- _Exercise description_: Format the rows as a JSON list of strings, one string per line, leaving out blank lines. Begin at the line that contains "Task: find each instance of the pink inner" and stop after the line that contains "Target: pink inner ear".

++++++

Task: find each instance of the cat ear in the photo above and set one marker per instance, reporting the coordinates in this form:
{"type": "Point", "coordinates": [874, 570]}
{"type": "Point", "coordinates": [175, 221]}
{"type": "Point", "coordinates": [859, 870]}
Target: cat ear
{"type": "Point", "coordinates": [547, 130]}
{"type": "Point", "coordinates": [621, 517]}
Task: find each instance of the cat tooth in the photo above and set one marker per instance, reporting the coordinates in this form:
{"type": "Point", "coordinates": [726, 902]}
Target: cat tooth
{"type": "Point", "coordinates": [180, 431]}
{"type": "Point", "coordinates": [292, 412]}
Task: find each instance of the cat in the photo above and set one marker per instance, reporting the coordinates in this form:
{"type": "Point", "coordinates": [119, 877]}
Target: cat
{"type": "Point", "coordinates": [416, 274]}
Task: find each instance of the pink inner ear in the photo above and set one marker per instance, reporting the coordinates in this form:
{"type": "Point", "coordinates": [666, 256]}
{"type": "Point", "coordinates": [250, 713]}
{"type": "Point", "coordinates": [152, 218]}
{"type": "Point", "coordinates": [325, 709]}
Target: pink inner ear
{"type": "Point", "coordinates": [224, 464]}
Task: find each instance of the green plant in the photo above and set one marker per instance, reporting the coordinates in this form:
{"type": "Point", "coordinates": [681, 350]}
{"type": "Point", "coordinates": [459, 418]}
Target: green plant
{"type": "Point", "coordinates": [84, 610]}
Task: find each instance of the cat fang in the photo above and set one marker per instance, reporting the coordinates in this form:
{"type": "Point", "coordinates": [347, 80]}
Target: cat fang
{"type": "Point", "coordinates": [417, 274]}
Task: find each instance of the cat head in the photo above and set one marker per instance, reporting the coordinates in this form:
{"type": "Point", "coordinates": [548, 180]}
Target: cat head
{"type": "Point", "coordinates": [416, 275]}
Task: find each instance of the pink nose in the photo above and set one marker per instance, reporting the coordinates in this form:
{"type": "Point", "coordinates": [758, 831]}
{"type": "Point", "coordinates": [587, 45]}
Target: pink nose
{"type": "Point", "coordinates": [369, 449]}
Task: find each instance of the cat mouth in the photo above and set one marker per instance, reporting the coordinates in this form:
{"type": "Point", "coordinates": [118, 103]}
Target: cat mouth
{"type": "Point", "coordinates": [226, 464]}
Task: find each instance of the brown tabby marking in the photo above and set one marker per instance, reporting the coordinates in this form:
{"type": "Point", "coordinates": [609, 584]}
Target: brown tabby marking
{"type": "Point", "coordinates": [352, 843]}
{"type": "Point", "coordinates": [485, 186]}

++++++

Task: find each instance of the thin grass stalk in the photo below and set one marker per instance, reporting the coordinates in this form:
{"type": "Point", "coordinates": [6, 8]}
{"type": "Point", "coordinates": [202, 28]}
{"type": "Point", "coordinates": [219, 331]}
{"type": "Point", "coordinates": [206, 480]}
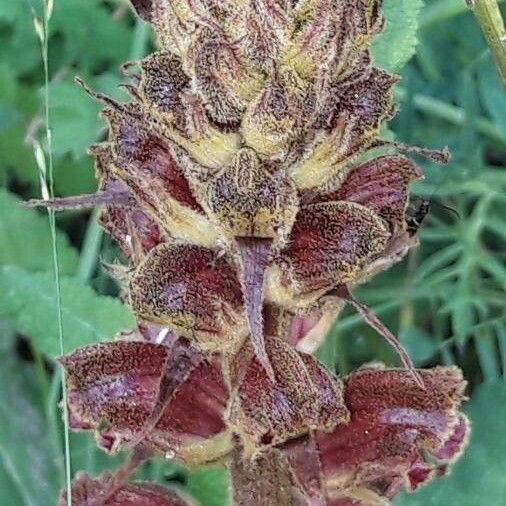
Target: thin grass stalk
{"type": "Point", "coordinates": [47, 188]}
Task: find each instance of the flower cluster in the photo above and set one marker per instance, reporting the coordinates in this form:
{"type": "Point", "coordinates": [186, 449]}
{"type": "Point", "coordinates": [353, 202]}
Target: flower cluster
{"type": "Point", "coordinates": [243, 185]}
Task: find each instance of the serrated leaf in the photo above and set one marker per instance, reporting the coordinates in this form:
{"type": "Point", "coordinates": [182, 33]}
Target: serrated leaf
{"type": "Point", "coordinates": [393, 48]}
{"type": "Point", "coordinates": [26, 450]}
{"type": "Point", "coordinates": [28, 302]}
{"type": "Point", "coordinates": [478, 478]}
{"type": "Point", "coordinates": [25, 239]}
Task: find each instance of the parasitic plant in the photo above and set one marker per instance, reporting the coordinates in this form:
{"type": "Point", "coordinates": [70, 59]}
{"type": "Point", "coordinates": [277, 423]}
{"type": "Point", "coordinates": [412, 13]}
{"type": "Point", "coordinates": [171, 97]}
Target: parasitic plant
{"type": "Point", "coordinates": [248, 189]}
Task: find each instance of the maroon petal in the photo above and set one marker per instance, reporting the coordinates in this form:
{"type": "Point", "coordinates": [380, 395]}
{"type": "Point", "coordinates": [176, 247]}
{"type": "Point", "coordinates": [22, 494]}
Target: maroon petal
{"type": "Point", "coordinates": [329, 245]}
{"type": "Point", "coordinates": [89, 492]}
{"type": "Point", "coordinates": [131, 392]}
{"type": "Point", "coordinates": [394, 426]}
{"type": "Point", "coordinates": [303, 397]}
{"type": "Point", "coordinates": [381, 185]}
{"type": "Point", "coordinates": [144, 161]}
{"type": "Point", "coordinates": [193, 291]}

++++++

- _Written answer_:
[
  "Task: find each instance of the pink inner ear in the photo above and set one marker per instance, reporting the coordinates in this form:",
  "{\"type\": \"Point\", \"coordinates\": [666, 256]}",
  "{\"type\": \"Point\", \"coordinates\": [250, 713]}",
  "{\"type\": \"Point\", \"coordinates\": [152, 218]}",
  "{\"type\": \"Point\", \"coordinates\": [325, 709]}",
  "Target: pink inner ear"
]